_WORK TO COMPLETE_. With spelling and spacing unchanged, write out each line of the material.

_INPUT FOR THIS TASK_.
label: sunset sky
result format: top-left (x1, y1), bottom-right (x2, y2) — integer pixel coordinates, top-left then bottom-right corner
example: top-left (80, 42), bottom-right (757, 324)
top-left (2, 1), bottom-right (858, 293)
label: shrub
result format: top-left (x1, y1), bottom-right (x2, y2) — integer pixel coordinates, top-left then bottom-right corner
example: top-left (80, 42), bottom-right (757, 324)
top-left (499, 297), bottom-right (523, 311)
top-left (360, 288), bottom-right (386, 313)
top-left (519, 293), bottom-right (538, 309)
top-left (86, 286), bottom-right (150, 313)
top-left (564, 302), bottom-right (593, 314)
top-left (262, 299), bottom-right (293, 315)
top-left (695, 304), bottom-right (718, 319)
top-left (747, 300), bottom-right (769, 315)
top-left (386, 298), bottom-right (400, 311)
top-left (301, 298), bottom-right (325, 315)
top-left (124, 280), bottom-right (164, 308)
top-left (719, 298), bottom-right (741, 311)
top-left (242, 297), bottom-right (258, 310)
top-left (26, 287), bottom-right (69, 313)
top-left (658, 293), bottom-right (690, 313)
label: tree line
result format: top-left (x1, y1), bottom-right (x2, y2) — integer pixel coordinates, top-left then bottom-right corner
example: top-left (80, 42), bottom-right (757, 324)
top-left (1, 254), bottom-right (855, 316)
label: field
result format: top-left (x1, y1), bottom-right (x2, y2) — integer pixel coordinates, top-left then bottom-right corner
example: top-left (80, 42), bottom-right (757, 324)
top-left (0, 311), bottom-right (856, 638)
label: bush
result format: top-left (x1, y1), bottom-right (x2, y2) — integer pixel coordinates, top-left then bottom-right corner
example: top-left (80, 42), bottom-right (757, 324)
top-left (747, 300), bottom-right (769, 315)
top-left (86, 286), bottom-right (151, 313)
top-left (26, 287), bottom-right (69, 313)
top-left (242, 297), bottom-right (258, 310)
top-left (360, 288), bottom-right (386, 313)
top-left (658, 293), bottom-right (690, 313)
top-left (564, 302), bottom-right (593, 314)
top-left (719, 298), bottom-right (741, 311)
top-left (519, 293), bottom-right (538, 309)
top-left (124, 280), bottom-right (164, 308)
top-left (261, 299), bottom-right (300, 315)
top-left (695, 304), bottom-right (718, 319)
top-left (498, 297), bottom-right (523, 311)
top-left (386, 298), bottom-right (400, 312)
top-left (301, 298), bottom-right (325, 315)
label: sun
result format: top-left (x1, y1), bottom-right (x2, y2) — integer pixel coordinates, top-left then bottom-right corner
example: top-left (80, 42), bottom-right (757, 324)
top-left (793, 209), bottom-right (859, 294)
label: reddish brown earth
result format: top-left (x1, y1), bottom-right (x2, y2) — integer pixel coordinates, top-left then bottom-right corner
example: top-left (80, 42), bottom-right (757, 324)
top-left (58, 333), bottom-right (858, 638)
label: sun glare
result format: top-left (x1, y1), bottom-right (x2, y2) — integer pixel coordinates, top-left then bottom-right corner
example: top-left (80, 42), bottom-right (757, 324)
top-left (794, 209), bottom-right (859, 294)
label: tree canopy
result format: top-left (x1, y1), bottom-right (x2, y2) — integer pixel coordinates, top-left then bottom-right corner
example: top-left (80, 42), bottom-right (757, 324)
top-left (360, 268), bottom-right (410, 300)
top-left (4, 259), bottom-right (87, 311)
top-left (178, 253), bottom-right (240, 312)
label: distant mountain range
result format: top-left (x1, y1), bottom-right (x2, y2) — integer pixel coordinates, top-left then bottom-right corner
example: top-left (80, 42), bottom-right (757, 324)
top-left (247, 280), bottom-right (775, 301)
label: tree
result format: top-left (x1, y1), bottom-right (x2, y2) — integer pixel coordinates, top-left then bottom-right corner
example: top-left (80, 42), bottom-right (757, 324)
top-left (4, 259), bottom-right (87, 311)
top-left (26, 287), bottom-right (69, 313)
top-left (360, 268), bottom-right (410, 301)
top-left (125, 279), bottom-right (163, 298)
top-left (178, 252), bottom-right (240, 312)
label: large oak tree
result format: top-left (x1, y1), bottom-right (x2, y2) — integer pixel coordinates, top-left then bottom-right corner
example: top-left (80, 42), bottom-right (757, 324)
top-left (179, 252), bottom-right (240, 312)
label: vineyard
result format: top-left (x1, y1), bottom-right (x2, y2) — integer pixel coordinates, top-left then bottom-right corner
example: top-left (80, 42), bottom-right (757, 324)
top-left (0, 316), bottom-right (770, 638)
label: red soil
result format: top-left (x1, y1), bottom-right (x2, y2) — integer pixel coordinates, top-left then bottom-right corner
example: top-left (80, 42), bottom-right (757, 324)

_RESPONSE FOR THIS EXERCISE_.
label: sunset sky
result format: top-left (x1, y1), bottom-right (x2, y2) — integer pixel coordinates, top-left then bottom-right corner
example: top-left (80, 42), bottom-right (757, 324)
top-left (2, 1), bottom-right (858, 293)
label: shrub
result format: top-left (x1, y1), bottom-right (x2, y2) — integer pixel coordinates, top-left then bottom-right corner
example: top-left (80, 42), bottom-right (757, 324)
top-left (499, 297), bottom-right (523, 311)
top-left (360, 288), bottom-right (386, 313)
top-left (519, 293), bottom-right (538, 309)
top-left (86, 286), bottom-right (150, 313)
top-left (564, 302), bottom-right (593, 314)
top-left (262, 299), bottom-right (293, 315)
top-left (695, 304), bottom-right (718, 319)
top-left (747, 300), bottom-right (769, 315)
top-left (386, 298), bottom-right (400, 311)
top-left (301, 298), bottom-right (325, 315)
top-left (124, 280), bottom-right (164, 308)
top-left (719, 298), bottom-right (741, 311)
top-left (242, 297), bottom-right (258, 310)
top-left (26, 287), bottom-right (69, 313)
top-left (658, 293), bottom-right (690, 313)
label: tree line
result format: top-left (x1, y1), bottom-right (x2, y2) — integer pixel coordinates, top-left then bottom-right corner
example: top-left (80, 42), bottom-right (757, 324)
top-left (1, 254), bottom-right (855, 316)
label: field
result format: top-left (x1, y1), bottom-right (x2, y2) — integer pixel coordinates, top-left then bottom-right corner
example: top-left (80, 42), bottom-right (757, 324)
top-left (0, 311), bottom-right (856, 638)
label: bush
result format: top-left (x1, y1), bottom-right (x2, y2) — integer pixel coordinates, top-left then bottom-right corner
example: top-left (80, 42), bottom-right (757, 324)
top-left (747, 300), bottom-right (769, 315)
top-left (86, 286), bottom-right (151, 313)
top-left (26, 287), bottom-right (69, 313)
top-left (242, 297), bottom-right (258, 310)
top-left (360, 288), bottom-right (386, 313)
top-left (658, 293), bottom-right (690, 313)
top-left (564, 302), bottom-right (593, 314)
top-left (719, 298), bottom-right (741, 311)
top-left (519, 293), bottom-right (538, 309)
top-left (124, 280), bottom-right (164, 308)
top-left (261, 299), bottom-right (300, 315)
top-left (695, 304), bottom-right (718, 319)
top-left (498, 297), bottom-right (523, 311)
top-left (386, 298), bottom-right (400, 312)
top-left (301, 298), bottom-right (325, 315)
label: sun
result format: top-left (x1, y1), bottom-right (x2, y2) — integer pixel coordinates, top-left then bottom-right corner
example: top-left (80, 42), bottom-right (757, 324)
top-left (793, 209), bottom-right (859, 294)
label: reddish brown earth
result format: top-left (x1, y1), bottom-right (x2, y2) — integer pixel coordinates, top-left then bottom-right corner
example: top-left (80, 42), bottom-right (757, 324)
top-left (58, 333), bottom-right (858, 638)
label: sun glare
result format: top-left (x1, y1), bottom-right (x2, y2) — integer pixel coordinates, top-left then bottom-right corner
example: top-left (80, 42), bottom-right (757, 324)
top-left (794, 209), bottom-right (859, 294)
label: tree canopy
result format: top-left (x1, y1), bottom-right (x2, y2) — integer pixel coordinates, top-left then bottom-right corner
example: top-left (80, 42), bottom-right (757, 324)
top-left (360, 268), bottom-right (410, 300)
top-left (4, 259), bottom-right (87, 311)
top-left (178, 253), bottom-right (240, 312)
label: distant mountain range
result format: top-left (x1, y1), bottom-right (x2, y2) — integer pixel coordinates, top-left then bottom-right corner
example: top-left (80, 42), bottom-right (757, 324)
top-left (247, 280), bottom-right (775, 301)
label: tree
result format: top-left (x1, y1), bottom-right (x2, y2) — integer pixel coordinates, top-left then bottom-right corner
example: top-left (80, 42), bottom-right (757, 324)
top-left (4, 259), bottom-right (87, 311)
top-left (26, 287), bottom-right (69, 313)
top-left (360, 268), bottom-right (410, 301)
top-left (125, 279), bottom-right (163, 298)
top-left (178, 252), bottom-right (240, 312)
label: large oak tree
result format: top-left (x1, y1), bottom-right (x2, y2) — integer pixel coordinates, top-left then bottom-right corner
example: top-left (80, 42), bottom-right (757, 324)
top-left (179, 252), bottom-right (240, 312)
label: vineyard
result format: top-left (x1, y1), bottom-right (x2, y2) — integer pixel coordinates, top-left then bottom-right corner
example: top-left (80, 42), bottom-right (757, 324)
top-left (0, 316), bottom-right (770, 638)
label: red soil
result format: top-left (x1, y1), bottom-right (x2, y2) — integer pixel coordinates, top-left then bottom-right corner
example: top-left (80, 42), bottom-right (757, 324)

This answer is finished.